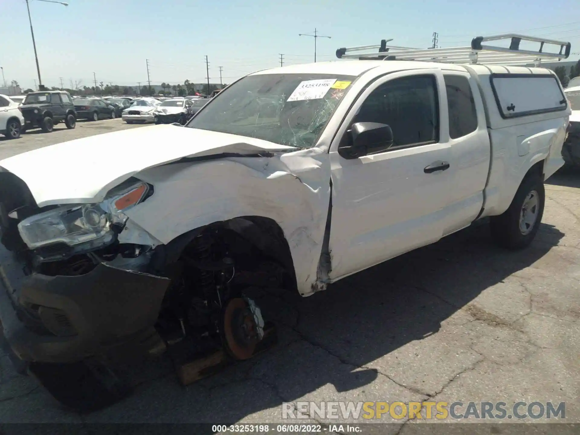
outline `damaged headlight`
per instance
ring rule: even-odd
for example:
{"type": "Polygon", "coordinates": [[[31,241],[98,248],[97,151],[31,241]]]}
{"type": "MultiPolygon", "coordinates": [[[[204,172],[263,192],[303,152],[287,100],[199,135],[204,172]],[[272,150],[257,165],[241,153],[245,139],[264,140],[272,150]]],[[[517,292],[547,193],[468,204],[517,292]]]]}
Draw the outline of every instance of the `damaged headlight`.
{"type": "Polygon", "coordinates": [[[56,242],[104,246],[115,239],[113,226],[122,227],[126,222],[123,212],[143,201],[148,191],[144,183],[132,184],[99,204],[65,205],[30,216],[18,224],[18,230],[31,249],[56,242]]]}

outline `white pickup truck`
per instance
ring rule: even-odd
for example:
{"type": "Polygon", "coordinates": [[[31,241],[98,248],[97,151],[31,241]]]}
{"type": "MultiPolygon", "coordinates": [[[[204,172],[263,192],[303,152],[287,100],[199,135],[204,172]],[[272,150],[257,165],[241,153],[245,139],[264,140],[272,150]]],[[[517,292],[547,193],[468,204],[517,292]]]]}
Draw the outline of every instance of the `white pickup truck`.
{"type": "Polygon", "coordinates": [[[528,245],[570,114],[546,69],[345,60],[247,75],[184,126],[7,158],[4,336],[77,407],[70,363],[180,343],[249,358],[256,288],[309,296],[485,217],[528,245]]]}

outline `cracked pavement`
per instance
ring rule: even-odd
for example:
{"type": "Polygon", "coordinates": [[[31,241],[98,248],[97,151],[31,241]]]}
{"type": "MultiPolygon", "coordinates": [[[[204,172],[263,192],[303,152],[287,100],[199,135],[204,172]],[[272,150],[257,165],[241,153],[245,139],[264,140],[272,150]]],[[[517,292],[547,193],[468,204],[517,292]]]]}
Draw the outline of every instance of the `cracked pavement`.
{"type": "MultiPolygon", "coordinates": [[[[0,143],[0,158],[45,135],[34,136],[0,143]]],[[[566,168],[548,180],[543,222],[524,251],[495,246],[483,220],[310,298],[255,295],[278,344],[188,387],[167,358],[145,362],[132,395],[80,414],[4,353],[0,423],[287,422],[282,402],[426,400],[565,401],[566,422],[580,422],[579,188],[580,172],[566,168]]],[[[406,418],[396,422],[382,433],[411,432],[406,418]]]]}

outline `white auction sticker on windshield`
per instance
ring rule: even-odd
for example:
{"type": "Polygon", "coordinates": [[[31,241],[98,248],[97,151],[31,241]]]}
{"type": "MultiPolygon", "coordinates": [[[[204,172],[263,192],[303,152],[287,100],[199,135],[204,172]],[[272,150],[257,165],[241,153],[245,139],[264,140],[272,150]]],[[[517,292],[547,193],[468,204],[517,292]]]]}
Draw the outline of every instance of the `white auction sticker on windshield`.
{"type": "Polygon", "coordinates": [[[325,78],[322,80],[306,80],[300,82],[286,101],[320,99],[326,95],[328,89],[335,81],[336,81],[335,78],[325,78]]]}

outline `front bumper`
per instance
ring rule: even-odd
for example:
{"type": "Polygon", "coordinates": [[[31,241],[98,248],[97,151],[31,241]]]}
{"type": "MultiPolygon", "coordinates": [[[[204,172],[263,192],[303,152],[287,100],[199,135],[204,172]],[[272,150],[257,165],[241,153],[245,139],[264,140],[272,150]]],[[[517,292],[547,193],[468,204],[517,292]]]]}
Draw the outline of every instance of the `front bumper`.
{"type": "Polygon", "coordinates": [[[103,264],[79,276],[26,275],[0,245],[0,321],[26,361],[72,362],[146,353],[169,280],[103,264]]]}
{"type": "Polygon", "coordinates": [[[123,121],[140,121],[146,122],[153,122],[155,120],[155,116],[153,113],[142,115],[128,115],[124,113],[121,118],[123,121]]]}

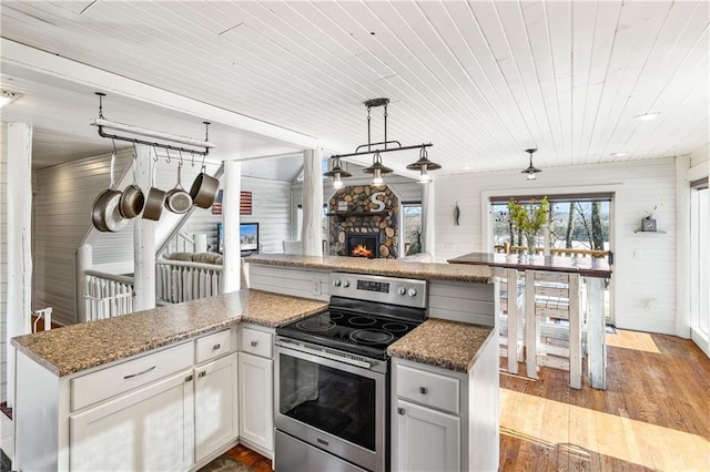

Job:
Count how many lines of the records contain the string "bumper" and give only that number.

Result of the task:
2